買いだとなればどこまでも買い、売りだとなればどこまでも売る。
こうして、7月中旬に史上最高値をつけたはずの日経平均は、あれよあれよという間に史上最大の暴落に見舞われた。

これからどうなるのか、それについては予断を許さない。
専門家のなかには、じきに4万円を回復して、5万円、10万円にもなるだろうと予想する者がいる。
そうかと思うと、同じく専門家と呼ばれる人びとのなかには、日経平均株価はいずれ今の1/3、1/4に暴落、それどころか資本主義経済自体が崩壊するという見立てすらある。

思えば、「アベノミクス」の掲げた極端な金融政策は「異次元緩和」などと呼ばれたが、要するにそれは経済学の基本を無視した“禁じ手”であることが早くから指摘されていた。

*-*-*

作業一覧:
- a) 日経平均の暴落を論じた抜粋から、「そうかと思うと、同じく専門家」以降「とが早くから指摘されていた。」までの部分を、一字も変えずにそのまま書き写してください。
- b) 日経平均株価の暴落をめぐる抜粋について、示されている最後の文の後に続く文章を書いてください。

*-*-*

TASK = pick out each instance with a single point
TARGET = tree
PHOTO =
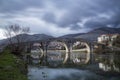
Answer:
(15, 38)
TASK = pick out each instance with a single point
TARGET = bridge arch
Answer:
(87, 48)
(62, 43)
(36, 49)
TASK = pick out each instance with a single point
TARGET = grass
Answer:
(11, 67)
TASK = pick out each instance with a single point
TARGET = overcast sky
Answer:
(59, 17)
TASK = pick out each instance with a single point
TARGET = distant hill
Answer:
(92, 35)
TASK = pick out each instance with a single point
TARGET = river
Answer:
(102, 67)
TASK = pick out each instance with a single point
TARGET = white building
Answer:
(107, 37)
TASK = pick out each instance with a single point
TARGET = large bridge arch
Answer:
(87, 48)
(37, 49)
(65, 45)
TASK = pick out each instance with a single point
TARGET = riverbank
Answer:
(12, 67)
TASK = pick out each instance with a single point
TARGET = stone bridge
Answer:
(67, 43)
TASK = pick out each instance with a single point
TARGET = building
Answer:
(107, 38)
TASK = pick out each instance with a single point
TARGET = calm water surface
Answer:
(102, 67)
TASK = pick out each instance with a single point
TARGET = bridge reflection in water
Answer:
(59, 52)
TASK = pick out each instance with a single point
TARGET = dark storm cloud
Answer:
(73, 14)
(9, 6)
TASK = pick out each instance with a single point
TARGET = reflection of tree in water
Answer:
(117, 60)
(110, 62)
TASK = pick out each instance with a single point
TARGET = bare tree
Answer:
(15, 37)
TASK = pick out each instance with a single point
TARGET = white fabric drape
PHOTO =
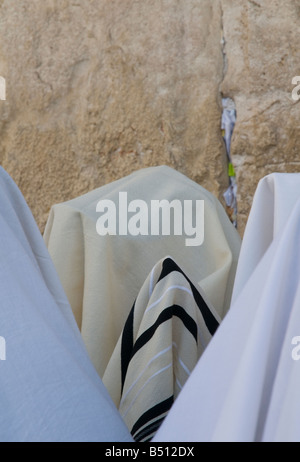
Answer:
(49, 389)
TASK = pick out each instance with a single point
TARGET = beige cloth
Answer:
(166, 332)
(102, 275)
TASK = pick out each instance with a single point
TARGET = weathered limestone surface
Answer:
(98, 89)
(263, 55)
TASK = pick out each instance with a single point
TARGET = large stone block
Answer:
(98, 89)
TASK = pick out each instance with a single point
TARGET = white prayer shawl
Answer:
(102, 275)
(245, 387)
(49, 389)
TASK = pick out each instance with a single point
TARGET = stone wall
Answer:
(98, 89)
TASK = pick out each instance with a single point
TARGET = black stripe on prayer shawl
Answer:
(165, 315)
(154, 413)
(127, 345)
(212, 324)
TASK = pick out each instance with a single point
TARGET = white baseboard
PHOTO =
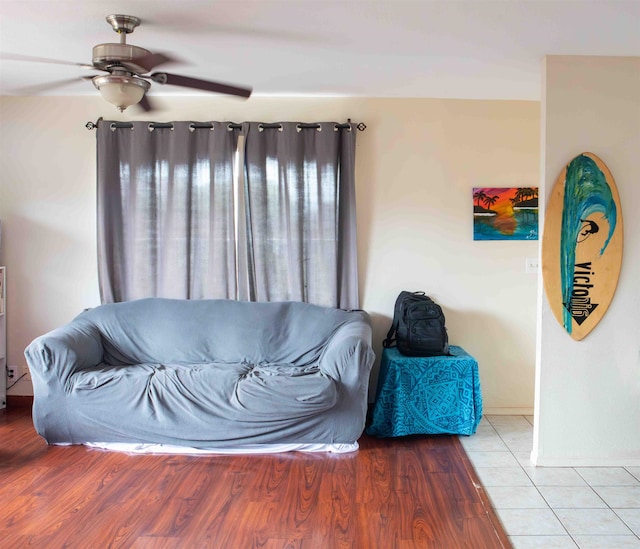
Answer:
(507, 411)
(585, 462)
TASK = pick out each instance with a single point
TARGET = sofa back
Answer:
(158, 330)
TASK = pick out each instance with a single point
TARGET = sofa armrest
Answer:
(348, 356)
(60, 353)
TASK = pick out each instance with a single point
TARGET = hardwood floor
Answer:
(392, 493)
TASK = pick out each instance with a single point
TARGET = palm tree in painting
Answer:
(479, 196)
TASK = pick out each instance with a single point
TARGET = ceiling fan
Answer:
(127, 66)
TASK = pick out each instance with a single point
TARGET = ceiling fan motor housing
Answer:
(108, 55)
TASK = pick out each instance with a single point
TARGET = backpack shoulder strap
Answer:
(390, 339)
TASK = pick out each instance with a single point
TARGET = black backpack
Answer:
(418, 325)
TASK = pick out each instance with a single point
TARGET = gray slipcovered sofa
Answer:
(203, 374)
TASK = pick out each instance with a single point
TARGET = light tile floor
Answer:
(553, 507)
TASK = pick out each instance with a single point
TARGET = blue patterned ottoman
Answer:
(427, 395)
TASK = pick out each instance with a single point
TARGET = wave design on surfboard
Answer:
(586, 192)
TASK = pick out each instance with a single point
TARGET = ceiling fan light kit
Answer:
(121, 91)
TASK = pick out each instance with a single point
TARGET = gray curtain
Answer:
(300, 213)
(166, 211)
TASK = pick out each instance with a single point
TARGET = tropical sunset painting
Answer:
(505, 213)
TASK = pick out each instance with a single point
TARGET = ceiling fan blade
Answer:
(195, 83)
(19, 57)
(152, 60)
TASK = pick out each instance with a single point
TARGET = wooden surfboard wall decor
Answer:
(582, 244)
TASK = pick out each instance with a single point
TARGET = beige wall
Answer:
(417, 163)
(588, 394)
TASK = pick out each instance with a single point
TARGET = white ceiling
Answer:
(484, 49)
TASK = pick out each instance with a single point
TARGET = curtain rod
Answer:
(232, 126)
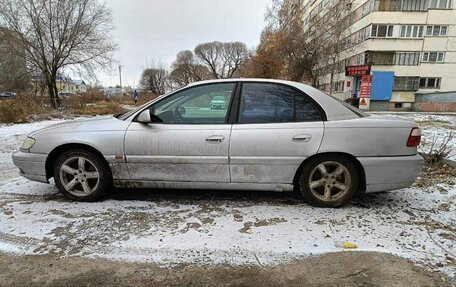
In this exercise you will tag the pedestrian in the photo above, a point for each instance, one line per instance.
(136, 96)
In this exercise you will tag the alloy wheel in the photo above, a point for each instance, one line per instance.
(79, 176)
(329, 181)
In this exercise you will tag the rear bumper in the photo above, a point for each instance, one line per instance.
(389, 173)
(31, 165)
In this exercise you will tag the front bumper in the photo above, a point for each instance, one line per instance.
(389, 173)
(31, 165)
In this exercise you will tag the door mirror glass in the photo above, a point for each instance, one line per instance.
(144, 117)
(181, 110)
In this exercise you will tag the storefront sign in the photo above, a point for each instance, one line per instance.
(365, 92)
(357, 70)
(366, 86)
(364, 103)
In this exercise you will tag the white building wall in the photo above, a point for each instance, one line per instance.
(446, 70)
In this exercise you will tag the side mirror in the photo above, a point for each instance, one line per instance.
(144, 117)
(181, 110)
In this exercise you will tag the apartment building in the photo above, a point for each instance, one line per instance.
(394, 52)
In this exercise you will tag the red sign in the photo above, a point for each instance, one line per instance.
(357, 70)
(366, 86)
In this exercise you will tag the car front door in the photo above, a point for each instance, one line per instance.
(188, 139)
(277, 128)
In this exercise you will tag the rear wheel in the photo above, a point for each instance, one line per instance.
(81, 175)
(328, 181)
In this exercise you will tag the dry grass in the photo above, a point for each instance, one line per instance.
(98, 108)
(435, 169)
(26, 108)
(21, 109)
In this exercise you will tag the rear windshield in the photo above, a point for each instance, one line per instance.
(355, 110)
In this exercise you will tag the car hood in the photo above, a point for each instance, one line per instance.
(85, 125)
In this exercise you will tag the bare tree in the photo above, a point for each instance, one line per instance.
(222, 59)
(186, 69)
(56, 34)
(155, 79)
(308, 52)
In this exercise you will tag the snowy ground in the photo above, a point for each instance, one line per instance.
(208, 227)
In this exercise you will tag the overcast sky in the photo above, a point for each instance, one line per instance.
(156, 30)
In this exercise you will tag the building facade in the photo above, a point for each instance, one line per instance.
(393, 51)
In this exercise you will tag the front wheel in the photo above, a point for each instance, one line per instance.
(81, 175)
(328, 181)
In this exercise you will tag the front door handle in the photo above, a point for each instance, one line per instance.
(302, 138)
(215, 139)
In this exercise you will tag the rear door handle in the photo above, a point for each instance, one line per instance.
(302, 138)
(215, 139)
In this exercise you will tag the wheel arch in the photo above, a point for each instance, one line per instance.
(359, 168)
(56, 152)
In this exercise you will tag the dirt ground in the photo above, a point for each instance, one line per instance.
(332, 269)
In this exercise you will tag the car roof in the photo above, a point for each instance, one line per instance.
(333, 108)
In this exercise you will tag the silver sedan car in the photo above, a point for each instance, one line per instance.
(271, 135)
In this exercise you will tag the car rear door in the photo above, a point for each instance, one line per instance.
(277, 128)
(189, 141)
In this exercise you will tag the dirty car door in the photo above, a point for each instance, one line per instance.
(188, 141)
(277, 128)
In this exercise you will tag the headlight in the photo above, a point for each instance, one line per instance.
(27, 144)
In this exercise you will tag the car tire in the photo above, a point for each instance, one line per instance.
(81, 175)
(328, 181)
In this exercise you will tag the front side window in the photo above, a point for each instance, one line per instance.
(275, 103)
(208, 104)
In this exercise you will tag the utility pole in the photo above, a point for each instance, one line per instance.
(120, 75)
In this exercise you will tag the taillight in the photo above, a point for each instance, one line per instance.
(414, 137)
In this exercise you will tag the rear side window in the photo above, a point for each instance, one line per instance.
(275, 103)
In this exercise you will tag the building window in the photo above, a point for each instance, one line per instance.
(414, 5)
(338, 86)
(431, 83)
(387, 5)
(407, 58)
(382, 31)
(436, 30)
(406, 83)
(381, 58)
(411, 31)
(440, 4)
(433, 57)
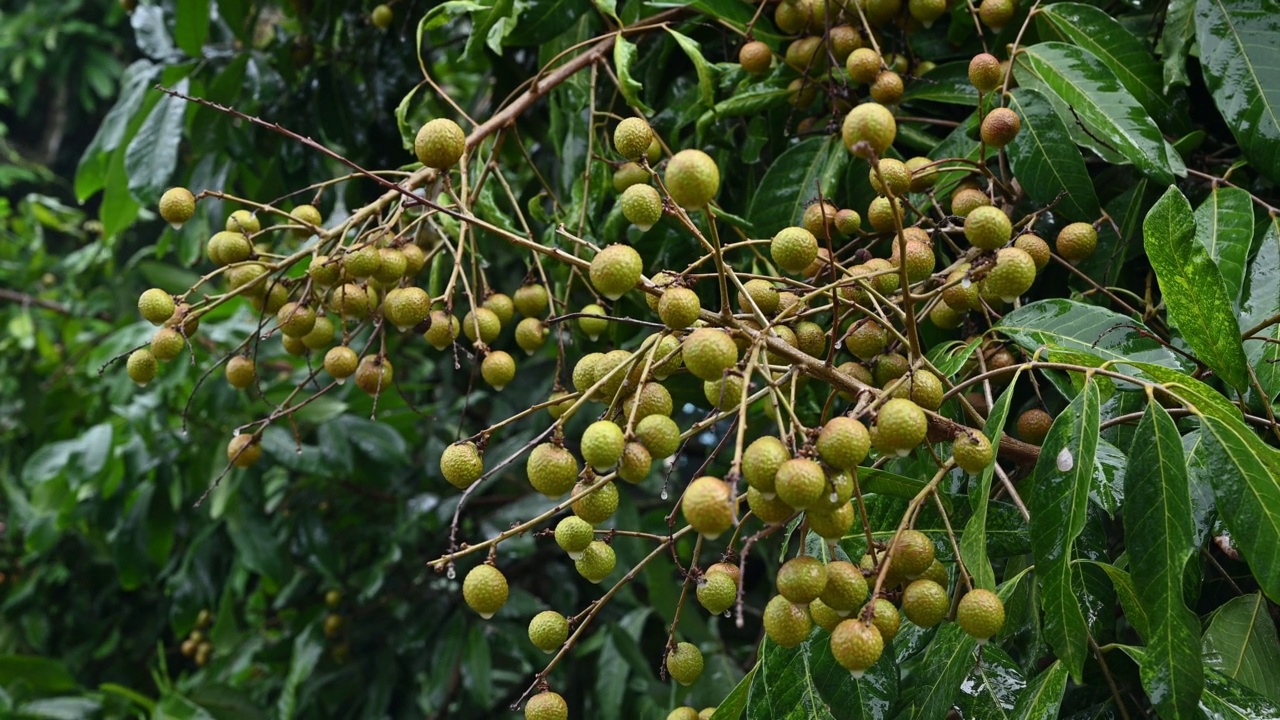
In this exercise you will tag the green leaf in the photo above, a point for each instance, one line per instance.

*-*-*

作業の解答:
- a)
そうかと思うと、同じく専門家と呼ばれる人びとのなかには、日経平均株価はいずれ今の1/3、1/4に暴落、それどころか資本主義経済自体が崩壊するという見立てすらある。

思えば、「アベノミクス」の掲げた極端な金融政策は「異次元緩和」などと呼ばれたが、要するにそれは経済学の基本を無視した“禁じ手”であることが早くから指摘されていた。

- b)
当初、「マネタリーベースを二倍にすることで、二年で物価(上昇率)2%を達成する」と言っていた黒田日銀総裁(当時)も、思ったような効果を挙げることなく、10年以上も異常な緩和を続けることになろうとは、およそ想像していなかったに違いない。
そうして実際、やっと物価が2%を達成したときには、実はその原因が極端な円安によるものだったという、国民生活にとってはまことに厳しい現実が訪れた。
8月5日の暴落を「植田ショック」と呼ぶ人がいるが、実は過去10年にも及ぶ“禁じ手”政策のツケが、ごく一部廻ってきたに過ぎない。
ツケの全体がどれほどの規模になるのかは誰にも分からない。
要するに、国力全体が低下したのである。
そしてその結果、不況とインフレが同時に進行する、いわゆる「スタグフレーション」の影がすぐそこまで忍び寄っている。

ところで、私の教養ある知人のなかにも、「もっと株価が下がればいい、ついでに資本主義経済が崩壊したらいい」と言う人たちが常にいる。
いわゆる“精神世界”にも、そのような事態を嬉々として予言する人がいるのも事実だ。
たしかに、資本主義経済のもとでは貧富の差が拡大し、それが不公平感となって顕在化する傾向にある。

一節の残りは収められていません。